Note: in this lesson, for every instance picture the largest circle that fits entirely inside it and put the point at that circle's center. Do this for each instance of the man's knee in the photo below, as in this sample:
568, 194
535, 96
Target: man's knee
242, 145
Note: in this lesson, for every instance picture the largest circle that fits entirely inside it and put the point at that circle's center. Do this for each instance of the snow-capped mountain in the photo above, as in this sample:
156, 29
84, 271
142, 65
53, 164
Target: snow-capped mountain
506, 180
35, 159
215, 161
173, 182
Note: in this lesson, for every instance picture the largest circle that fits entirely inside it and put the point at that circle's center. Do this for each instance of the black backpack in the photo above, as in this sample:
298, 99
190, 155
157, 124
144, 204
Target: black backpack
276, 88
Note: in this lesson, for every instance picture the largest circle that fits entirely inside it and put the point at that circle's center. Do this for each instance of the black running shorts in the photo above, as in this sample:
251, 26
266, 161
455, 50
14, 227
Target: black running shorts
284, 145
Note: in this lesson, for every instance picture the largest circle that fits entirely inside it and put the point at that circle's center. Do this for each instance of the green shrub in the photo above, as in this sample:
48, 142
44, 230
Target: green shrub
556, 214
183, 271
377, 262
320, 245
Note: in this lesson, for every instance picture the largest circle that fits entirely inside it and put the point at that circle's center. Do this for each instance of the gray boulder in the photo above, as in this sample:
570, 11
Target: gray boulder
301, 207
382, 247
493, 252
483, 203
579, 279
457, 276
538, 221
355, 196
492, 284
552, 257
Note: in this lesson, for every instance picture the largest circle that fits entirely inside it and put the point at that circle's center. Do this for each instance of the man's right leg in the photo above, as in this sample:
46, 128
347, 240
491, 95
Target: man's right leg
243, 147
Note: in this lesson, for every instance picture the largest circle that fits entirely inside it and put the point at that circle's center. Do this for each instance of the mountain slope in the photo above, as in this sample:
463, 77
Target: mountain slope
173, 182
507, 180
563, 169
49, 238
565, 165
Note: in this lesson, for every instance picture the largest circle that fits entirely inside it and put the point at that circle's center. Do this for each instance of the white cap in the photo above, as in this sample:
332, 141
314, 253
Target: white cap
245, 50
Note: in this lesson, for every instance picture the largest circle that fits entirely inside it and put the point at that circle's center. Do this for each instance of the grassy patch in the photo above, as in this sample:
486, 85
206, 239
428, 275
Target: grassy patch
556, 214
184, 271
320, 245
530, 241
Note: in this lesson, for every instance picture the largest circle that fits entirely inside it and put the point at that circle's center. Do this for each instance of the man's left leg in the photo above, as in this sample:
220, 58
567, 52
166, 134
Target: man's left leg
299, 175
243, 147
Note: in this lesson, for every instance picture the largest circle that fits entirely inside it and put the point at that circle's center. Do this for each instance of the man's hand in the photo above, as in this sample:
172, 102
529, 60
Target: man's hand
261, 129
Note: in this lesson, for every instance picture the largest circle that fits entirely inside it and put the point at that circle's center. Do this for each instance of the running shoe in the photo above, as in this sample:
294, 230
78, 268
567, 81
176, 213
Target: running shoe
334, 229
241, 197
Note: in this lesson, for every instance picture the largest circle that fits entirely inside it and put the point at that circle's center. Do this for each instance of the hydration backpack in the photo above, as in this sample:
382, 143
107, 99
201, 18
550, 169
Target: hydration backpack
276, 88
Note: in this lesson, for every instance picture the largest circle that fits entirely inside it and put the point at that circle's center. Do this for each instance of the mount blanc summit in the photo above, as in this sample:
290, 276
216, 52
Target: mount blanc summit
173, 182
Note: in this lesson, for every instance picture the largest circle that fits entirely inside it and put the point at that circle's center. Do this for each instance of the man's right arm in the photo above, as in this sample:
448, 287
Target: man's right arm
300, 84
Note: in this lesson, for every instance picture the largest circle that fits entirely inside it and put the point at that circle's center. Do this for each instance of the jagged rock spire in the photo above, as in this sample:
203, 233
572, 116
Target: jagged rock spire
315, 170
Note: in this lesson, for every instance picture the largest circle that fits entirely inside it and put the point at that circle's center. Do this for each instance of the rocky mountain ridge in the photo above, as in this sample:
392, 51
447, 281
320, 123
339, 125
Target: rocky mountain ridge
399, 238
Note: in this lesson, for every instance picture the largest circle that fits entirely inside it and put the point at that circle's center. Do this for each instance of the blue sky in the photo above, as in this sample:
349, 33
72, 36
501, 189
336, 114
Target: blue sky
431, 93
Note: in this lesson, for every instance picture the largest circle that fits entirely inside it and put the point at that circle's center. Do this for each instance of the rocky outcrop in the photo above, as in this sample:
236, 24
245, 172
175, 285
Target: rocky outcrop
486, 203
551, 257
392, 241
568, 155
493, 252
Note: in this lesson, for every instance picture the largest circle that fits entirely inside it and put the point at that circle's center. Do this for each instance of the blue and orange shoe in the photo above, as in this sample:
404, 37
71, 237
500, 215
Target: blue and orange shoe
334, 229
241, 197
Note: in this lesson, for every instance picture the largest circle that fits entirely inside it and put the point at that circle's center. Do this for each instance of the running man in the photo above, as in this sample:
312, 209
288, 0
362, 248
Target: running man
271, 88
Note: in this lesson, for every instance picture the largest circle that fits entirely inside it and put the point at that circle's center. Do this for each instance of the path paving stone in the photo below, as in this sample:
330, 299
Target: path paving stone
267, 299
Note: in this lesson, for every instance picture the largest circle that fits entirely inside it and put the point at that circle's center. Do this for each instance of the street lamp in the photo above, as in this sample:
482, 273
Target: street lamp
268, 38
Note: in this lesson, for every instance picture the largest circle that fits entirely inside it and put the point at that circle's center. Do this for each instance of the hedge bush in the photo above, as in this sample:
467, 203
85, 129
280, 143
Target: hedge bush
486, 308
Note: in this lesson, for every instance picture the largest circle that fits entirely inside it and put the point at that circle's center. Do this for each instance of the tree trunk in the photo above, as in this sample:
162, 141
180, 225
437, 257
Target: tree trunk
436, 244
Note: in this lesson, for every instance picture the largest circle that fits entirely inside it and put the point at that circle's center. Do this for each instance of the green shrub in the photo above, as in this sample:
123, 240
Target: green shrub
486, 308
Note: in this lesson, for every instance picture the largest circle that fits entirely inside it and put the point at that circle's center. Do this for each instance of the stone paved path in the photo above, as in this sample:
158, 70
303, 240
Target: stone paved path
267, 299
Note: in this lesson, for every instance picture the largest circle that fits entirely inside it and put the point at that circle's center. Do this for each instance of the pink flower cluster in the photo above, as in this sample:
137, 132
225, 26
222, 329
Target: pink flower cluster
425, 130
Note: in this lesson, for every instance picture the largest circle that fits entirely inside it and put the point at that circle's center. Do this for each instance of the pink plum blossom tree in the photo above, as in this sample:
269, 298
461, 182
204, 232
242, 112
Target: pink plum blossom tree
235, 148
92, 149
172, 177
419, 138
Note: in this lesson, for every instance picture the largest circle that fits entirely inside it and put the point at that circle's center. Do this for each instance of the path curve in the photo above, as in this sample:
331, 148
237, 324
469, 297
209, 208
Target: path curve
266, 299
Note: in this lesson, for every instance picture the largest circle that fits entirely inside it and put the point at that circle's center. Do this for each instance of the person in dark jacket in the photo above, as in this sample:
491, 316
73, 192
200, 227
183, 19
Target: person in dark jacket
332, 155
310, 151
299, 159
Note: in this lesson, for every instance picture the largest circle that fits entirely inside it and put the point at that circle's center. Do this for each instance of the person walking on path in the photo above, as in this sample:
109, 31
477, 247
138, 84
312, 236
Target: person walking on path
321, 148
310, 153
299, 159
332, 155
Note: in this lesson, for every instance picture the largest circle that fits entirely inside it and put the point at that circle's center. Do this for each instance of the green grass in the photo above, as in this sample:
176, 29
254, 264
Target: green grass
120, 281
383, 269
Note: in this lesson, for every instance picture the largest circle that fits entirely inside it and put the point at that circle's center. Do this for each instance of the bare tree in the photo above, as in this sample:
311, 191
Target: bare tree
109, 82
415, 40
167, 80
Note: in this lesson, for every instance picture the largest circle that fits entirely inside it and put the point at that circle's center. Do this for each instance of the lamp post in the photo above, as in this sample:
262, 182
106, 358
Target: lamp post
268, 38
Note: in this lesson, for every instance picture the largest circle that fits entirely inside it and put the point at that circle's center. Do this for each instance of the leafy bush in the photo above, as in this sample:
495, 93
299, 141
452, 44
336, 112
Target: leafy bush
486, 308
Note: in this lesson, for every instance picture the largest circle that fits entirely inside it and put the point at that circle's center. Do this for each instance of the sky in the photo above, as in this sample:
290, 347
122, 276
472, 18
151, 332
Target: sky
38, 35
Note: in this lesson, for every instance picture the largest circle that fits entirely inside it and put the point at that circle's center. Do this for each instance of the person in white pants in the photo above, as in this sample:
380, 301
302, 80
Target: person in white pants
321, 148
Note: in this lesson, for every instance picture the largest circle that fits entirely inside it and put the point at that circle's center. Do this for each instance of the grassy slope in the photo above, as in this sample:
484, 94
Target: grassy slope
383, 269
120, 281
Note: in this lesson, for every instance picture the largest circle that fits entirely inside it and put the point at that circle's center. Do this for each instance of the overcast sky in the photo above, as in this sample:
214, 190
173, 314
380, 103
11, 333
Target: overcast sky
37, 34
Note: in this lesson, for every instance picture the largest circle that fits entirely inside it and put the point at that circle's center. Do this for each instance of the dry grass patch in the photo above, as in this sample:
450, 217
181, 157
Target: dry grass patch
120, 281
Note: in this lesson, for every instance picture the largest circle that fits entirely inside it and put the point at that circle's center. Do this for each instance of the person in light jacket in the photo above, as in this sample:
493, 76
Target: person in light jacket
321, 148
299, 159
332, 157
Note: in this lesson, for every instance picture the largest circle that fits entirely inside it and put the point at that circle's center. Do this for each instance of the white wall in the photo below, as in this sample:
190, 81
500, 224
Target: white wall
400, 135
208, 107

:::

What is required
Copy all lines of the preceding data that hold the word "below".

Output for this exercise
Note: in this lesson, for every instance picture the largest circle that fits entirely inside it and put the point at that circle's center. Do this for each instance of the man's knee in the photo below, as in this sample:
Note: in this lesson, for every instance picture the largest circle that fits entirely inside it and put the point at that circle's center. Do this for each instance of the path paving stone in the photo below, as in this sample:
Note: in this lesson, for every instance picture the largest circle that fits entirely inside it and put the point at that circle's center. Do this for each instance of the white wall in the photo below, as in this sample:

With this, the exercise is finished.